Web Layout Crawler

This project uses the Playwright library to crawl a specified webpage with Chrome and Firefox with WebAssembly enabled and disabled. The downloaded webpage files are downloaded to the folder JSOutput. Screenshots are saved to the Screenshots folder. The playwright will emulate as an android device.

How to set up

Prequisites

  • Node.js
  • MySQL
  • Android Studio/ Real Android Device

Project Installation with Android Virtual Device

  1. Run the found_page_schema.sql under the Database folder to set up the schema and table for metadata logging.
  2. Run the command npm install in the root directory of this project (same as this README).
  3. Run npm update to update all the packages
  4. Run npm run build
  5. Download Android Studio from the website, installed it with virtual devices support.
  6. Create a virtual device using device manager in Android device, and installing firefox on your virtual device.
  7. Setting the environment variable to get adb work, type adb to check if it works.

INPUT MATERIAL —
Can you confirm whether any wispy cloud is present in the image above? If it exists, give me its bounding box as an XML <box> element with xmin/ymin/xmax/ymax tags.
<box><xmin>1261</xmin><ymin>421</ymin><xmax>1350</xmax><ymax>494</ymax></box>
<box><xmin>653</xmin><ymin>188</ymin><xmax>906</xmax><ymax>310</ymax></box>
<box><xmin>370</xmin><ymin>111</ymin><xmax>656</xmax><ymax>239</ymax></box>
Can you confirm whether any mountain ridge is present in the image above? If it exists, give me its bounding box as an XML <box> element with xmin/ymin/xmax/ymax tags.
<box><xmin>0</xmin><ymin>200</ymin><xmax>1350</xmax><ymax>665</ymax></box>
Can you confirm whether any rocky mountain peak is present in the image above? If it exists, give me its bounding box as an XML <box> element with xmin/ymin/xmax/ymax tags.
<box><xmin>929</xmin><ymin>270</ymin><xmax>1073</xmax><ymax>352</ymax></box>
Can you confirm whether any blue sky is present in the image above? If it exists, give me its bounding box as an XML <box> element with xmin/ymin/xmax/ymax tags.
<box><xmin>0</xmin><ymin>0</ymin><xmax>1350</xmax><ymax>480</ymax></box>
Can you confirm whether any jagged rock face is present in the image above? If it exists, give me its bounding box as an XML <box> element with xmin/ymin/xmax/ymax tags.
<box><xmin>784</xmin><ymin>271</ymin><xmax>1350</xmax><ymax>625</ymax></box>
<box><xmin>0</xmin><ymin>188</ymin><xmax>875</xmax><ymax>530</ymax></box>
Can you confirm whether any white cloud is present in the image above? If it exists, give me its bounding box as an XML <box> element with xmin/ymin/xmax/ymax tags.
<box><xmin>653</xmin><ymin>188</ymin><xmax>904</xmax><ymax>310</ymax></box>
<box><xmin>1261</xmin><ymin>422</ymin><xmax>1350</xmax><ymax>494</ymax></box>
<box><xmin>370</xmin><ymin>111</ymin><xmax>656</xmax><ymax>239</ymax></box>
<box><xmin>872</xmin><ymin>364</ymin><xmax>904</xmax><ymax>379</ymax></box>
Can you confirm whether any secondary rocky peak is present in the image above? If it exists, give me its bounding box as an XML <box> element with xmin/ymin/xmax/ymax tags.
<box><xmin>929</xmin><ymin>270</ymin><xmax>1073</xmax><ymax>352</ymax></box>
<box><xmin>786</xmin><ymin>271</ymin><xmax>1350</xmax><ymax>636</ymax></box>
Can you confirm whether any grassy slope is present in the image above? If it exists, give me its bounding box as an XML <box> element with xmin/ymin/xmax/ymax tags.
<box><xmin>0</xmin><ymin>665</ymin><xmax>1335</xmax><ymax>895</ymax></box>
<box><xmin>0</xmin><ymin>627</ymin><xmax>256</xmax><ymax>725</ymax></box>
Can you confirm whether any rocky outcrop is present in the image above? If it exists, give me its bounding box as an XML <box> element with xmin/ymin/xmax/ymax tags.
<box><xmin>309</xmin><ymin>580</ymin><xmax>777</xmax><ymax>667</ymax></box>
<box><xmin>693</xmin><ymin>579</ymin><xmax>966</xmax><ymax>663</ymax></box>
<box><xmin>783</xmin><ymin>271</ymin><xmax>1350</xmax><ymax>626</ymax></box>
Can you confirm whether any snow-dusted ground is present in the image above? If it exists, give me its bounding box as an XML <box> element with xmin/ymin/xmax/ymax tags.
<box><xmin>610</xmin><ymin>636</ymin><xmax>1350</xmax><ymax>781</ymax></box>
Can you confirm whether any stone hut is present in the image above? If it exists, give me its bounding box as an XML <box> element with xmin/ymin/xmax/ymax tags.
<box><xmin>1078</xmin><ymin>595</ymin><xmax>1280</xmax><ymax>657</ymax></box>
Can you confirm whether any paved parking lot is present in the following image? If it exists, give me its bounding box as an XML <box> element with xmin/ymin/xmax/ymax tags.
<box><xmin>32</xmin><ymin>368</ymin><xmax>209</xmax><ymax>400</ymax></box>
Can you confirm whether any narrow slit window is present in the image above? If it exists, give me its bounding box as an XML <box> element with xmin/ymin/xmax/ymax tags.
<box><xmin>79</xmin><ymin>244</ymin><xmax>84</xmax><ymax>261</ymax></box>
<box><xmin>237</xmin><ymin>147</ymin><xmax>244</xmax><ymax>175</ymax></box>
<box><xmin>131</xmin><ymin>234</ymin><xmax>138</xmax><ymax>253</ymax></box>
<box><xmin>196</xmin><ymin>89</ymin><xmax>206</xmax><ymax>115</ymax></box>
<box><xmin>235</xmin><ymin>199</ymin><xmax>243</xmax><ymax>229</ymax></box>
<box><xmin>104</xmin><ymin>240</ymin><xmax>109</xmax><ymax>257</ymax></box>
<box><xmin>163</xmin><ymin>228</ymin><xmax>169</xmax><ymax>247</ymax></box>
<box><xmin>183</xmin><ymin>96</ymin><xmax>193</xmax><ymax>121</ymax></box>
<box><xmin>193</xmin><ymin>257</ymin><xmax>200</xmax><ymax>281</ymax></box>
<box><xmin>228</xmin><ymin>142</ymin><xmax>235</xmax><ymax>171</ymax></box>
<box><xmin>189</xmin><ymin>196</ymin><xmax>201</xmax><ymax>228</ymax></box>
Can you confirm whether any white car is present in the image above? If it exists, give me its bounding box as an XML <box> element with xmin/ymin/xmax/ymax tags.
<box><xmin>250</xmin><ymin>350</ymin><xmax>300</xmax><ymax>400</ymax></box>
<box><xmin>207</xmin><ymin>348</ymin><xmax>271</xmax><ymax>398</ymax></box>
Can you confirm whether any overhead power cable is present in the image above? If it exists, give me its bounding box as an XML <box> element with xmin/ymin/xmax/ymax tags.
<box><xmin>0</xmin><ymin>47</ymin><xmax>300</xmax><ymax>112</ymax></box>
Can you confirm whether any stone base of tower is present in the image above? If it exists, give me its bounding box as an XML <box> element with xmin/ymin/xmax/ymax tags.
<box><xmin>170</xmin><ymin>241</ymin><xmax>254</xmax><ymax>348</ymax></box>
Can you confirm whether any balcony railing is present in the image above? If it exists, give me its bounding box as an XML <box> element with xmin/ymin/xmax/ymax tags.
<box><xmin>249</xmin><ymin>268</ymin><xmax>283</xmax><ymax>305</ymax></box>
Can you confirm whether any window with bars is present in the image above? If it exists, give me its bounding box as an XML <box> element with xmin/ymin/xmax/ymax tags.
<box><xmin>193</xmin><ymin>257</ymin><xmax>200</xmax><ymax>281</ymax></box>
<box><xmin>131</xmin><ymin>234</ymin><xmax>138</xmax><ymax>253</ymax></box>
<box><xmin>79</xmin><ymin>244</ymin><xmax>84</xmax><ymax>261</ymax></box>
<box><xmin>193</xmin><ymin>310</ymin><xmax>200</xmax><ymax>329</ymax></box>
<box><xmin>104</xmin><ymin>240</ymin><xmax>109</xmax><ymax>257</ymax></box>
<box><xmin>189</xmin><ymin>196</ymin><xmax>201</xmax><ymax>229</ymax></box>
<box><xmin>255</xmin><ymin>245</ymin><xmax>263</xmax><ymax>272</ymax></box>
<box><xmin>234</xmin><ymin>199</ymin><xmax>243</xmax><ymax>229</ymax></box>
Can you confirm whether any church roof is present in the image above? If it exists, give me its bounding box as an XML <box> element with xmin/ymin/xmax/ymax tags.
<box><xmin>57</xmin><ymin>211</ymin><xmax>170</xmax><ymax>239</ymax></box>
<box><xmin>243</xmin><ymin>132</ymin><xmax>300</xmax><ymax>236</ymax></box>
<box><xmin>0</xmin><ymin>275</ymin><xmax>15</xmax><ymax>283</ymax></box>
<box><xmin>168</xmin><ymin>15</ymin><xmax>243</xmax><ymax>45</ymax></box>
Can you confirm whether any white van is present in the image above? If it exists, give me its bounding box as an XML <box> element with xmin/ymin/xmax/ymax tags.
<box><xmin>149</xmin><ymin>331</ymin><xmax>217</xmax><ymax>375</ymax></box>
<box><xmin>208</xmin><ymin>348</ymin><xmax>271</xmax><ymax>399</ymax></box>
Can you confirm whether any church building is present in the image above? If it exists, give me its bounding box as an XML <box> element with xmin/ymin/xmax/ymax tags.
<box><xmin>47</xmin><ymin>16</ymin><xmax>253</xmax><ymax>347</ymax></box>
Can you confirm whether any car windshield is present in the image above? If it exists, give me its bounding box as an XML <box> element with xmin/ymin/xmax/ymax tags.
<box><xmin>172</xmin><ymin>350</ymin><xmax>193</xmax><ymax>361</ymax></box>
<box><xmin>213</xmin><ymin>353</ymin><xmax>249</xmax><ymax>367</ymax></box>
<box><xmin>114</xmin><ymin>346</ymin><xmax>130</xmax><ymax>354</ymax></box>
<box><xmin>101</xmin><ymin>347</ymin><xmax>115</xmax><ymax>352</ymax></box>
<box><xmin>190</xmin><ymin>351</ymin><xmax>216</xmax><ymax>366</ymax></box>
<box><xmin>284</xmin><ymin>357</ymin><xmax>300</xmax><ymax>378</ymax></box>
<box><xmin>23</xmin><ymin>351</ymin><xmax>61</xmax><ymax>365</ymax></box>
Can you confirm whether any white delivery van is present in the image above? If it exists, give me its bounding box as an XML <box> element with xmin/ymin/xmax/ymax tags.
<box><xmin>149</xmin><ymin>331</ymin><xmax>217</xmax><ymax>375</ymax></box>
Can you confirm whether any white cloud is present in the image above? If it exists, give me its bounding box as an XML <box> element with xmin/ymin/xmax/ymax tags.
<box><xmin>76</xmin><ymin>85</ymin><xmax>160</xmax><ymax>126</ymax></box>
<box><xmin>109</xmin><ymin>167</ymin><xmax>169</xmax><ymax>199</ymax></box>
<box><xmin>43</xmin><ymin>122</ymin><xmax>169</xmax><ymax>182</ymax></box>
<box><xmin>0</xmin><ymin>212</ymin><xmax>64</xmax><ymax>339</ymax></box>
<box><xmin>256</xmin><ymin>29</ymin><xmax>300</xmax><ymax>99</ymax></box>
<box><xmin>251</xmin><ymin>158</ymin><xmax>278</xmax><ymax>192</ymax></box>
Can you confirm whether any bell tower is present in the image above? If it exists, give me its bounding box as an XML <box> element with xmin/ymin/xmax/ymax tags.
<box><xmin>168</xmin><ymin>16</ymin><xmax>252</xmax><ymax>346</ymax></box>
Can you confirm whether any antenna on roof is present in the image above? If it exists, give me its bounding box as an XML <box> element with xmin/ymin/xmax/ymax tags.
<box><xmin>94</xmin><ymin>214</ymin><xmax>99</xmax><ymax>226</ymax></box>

BRIEF 1 — Transcribe the Web Layout Crawler text word for word, from its title to the last setup step.
BRIEF 2 — Show every line of the rows that contains the string "rocky", where case counts.

FULL SOLUTION 1 —
Web Layout Crawler

This project uses the Playwright library to crawl a specified webpage with Chrome and Firefox with WebAssembly enabled and disabled. The downloaded webpage files are downloaded to the folder JSOutput. Screenshots are saved to the Screenshots folder. The playwright will emulate as an android device.

How to set up

Prequisites

  • Node.js
  • MySQL
  • Android Studio/ Real Android Device

Project Installation with Android Virtual Device

  1. Run the found_page_schema.sql under the Database folder to set up the schema and table for metadata logging.
  2. Run the command npm install in the root directory of this project (same as this README).
  3. Run npm update to update all the packages
  4. Run npm run build
  5. Download Android Studio from the website, installed it with virtual devices support.
  6. Create a virtual device using device manager in Android device, and installing firefox on your virtual device.
  7. Setting the environment variable to get adb work, type adb to check if it works.

FULL SOLUTION 2 —
Can you confirm whether any rocky mountain peak is present in the image above? If it exists, give me its bounding box as an XML <box> element with xmin/ymin/xmax/ymax tags.
Can you confirm whether any secondary rocky peak is present in the image above? If it exists, give me its bounding box as an XML <box> element with xmin/ymin/xmax/ymax tags.
Can you confirm whether any rocky outcrop is present in the image above? If it exists, give me its bounding box as an XML <box> element with xmin/ymin/xmax/ymax tags.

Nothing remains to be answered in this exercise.